* _Exercise instructions_: Report every line of the material below that contains the word "wooden", copying each such line in full, and treat uppercase and lowercase letters as different.

* _Image box annotation records_:
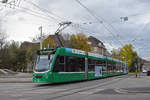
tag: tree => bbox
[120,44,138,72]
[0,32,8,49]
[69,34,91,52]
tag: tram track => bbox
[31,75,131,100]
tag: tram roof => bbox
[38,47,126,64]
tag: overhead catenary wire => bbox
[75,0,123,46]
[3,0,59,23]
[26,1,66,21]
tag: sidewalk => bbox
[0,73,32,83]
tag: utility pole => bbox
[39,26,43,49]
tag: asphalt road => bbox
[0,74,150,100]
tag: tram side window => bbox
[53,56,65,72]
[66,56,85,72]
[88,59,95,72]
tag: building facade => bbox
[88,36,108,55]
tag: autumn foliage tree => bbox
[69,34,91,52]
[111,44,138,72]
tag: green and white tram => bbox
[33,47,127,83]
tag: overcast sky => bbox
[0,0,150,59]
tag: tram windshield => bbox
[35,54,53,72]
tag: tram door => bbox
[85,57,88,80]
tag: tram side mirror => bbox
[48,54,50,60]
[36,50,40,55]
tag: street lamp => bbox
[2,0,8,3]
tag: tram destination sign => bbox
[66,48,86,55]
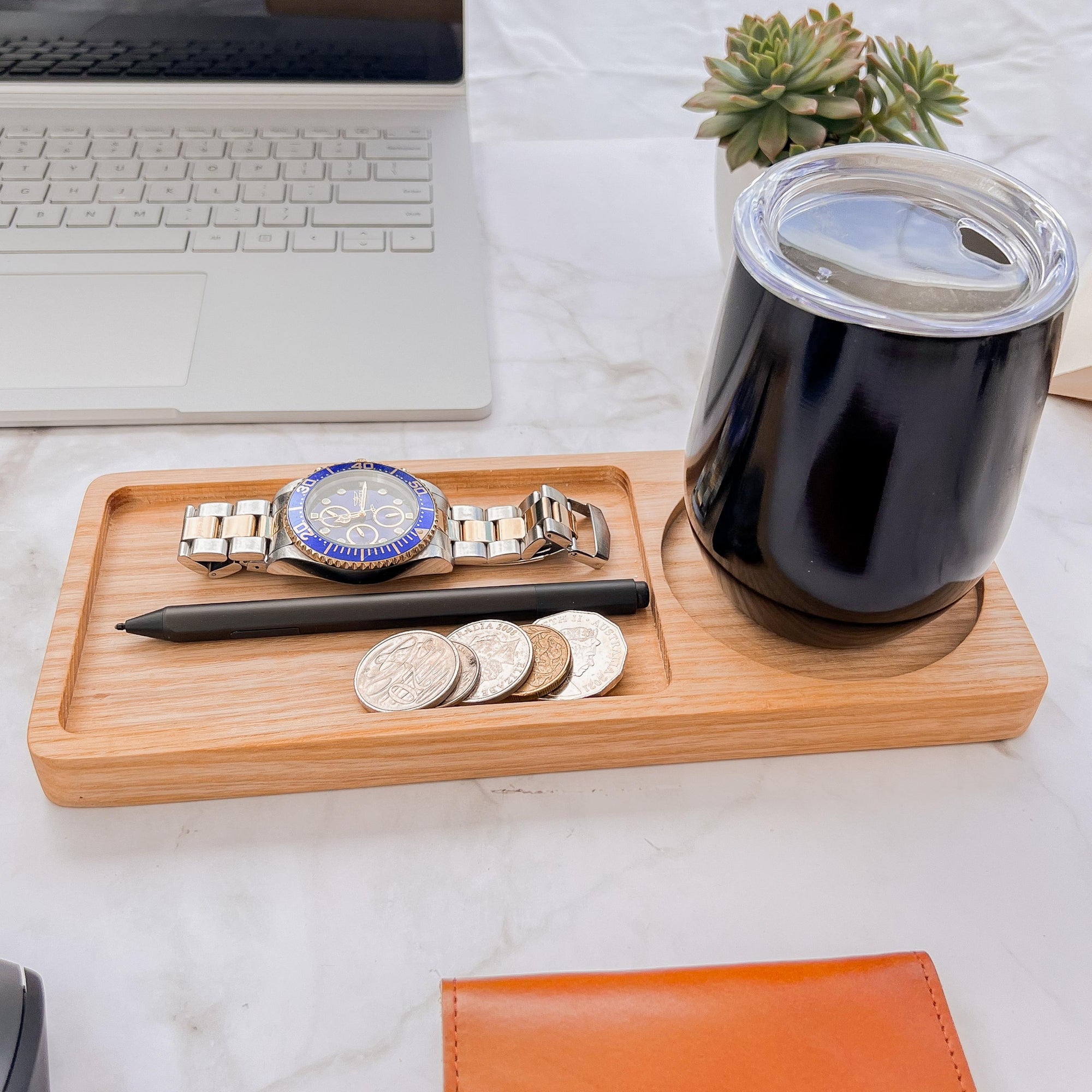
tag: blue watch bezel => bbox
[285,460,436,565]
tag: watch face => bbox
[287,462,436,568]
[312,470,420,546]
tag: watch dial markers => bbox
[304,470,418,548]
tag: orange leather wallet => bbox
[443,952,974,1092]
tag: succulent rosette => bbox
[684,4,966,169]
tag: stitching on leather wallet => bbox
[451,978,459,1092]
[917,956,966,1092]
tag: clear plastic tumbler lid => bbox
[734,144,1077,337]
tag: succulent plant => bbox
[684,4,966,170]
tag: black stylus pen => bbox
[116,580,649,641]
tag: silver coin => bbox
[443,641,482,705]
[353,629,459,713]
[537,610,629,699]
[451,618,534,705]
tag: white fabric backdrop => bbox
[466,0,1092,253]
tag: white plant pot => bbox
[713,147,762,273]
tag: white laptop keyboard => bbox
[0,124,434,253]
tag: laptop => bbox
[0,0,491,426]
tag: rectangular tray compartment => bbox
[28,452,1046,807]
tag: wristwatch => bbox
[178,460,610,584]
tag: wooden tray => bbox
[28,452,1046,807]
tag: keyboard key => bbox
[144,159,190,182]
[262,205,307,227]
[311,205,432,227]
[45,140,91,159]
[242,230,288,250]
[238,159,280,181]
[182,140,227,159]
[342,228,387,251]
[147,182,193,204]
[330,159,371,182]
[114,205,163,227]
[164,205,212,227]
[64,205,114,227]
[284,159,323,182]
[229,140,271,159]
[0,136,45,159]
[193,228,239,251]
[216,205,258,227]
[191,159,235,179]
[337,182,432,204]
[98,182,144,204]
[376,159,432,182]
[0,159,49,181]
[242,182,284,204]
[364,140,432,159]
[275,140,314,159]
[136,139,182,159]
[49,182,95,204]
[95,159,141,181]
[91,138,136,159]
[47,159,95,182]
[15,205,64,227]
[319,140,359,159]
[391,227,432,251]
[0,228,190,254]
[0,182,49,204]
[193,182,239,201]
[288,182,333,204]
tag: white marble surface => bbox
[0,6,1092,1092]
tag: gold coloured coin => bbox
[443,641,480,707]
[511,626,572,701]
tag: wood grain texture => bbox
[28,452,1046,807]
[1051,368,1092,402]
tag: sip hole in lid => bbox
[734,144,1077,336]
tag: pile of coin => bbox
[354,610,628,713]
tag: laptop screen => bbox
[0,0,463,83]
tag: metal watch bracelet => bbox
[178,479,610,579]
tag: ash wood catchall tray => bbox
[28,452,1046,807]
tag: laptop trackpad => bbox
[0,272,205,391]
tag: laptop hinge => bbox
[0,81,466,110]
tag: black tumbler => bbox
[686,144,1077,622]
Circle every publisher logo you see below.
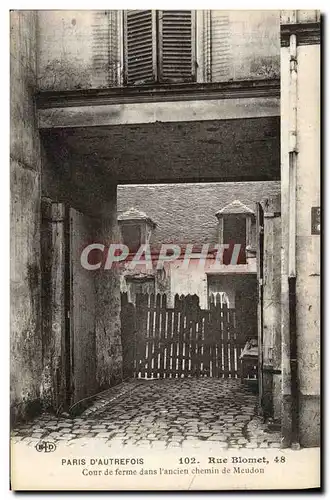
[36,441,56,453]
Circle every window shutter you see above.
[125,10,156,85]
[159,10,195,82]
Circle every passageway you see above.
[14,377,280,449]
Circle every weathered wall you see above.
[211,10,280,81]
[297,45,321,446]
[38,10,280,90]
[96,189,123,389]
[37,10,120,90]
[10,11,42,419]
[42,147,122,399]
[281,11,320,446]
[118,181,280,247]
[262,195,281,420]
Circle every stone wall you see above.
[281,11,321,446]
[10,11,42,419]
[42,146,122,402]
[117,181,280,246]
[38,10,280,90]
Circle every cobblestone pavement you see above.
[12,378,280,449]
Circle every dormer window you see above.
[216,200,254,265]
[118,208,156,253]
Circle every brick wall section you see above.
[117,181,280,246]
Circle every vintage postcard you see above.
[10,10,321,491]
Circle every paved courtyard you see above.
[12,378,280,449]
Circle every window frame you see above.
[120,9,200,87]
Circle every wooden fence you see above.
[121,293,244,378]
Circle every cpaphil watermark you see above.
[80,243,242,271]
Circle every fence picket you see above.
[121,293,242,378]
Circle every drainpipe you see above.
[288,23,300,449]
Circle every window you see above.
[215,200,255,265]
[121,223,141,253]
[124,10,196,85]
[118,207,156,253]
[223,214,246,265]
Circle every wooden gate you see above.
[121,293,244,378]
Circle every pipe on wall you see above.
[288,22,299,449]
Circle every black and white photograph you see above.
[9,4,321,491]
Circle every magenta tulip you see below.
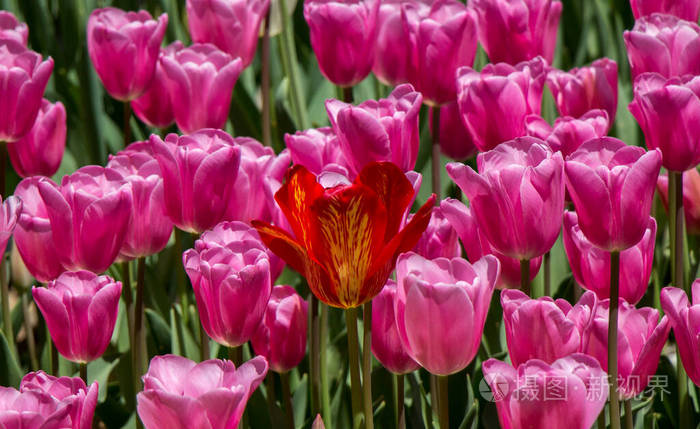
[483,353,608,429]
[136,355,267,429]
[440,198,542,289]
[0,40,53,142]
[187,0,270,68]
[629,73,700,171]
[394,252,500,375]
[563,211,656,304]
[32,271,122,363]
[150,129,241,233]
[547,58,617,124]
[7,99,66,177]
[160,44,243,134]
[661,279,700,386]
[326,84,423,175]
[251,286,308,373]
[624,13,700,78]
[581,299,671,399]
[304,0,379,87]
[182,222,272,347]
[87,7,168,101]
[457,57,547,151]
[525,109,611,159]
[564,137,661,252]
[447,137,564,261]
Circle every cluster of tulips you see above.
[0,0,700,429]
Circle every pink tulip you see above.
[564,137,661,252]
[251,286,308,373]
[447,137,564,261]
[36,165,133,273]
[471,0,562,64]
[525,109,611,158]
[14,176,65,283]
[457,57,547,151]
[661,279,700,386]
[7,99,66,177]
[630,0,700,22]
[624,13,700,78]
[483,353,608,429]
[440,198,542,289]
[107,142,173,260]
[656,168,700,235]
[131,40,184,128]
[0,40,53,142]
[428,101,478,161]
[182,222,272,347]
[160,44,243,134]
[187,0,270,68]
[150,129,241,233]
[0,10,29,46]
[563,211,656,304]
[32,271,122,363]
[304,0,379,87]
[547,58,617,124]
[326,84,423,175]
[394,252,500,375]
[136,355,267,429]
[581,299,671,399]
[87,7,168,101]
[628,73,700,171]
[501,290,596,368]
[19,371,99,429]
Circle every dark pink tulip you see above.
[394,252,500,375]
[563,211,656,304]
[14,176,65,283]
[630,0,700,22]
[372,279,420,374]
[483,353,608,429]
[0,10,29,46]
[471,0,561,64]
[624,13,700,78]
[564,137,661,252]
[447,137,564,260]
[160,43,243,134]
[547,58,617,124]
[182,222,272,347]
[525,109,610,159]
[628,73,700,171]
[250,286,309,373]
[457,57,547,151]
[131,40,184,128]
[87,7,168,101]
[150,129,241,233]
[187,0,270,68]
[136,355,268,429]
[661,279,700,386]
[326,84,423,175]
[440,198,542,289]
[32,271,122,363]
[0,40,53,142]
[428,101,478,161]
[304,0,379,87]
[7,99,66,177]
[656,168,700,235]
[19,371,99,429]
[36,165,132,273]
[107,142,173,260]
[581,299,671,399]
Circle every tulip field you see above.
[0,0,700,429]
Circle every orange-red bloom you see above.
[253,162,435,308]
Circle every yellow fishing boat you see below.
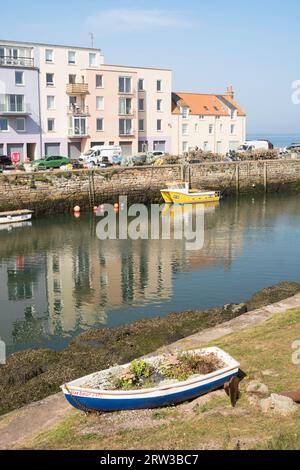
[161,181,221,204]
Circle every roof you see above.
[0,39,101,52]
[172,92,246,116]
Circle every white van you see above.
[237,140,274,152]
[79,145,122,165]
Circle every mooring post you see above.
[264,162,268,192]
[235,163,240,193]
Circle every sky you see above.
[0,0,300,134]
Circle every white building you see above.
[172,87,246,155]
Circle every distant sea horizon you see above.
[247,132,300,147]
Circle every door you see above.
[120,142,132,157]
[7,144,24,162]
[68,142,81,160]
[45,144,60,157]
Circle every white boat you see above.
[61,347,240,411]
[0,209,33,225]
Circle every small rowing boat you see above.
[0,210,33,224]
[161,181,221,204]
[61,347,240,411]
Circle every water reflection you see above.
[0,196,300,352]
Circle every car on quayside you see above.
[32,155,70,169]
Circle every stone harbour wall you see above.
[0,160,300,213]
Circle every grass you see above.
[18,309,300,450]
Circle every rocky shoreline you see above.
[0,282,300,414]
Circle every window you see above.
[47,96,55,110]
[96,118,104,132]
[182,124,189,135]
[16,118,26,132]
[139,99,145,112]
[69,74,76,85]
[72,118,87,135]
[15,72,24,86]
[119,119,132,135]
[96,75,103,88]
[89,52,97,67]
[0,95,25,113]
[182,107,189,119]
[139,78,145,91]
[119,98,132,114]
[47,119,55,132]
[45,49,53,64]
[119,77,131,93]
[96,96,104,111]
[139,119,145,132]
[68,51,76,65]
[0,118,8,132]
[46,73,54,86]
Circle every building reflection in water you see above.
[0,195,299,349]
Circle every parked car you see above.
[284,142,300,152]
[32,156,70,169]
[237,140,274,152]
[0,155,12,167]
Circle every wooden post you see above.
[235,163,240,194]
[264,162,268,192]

* _Written answer_:
tag: wooden tray => bbox
Circle every wooden fence you see above.
Circle every wooden gate you see above.
Circle every wooden post you see above.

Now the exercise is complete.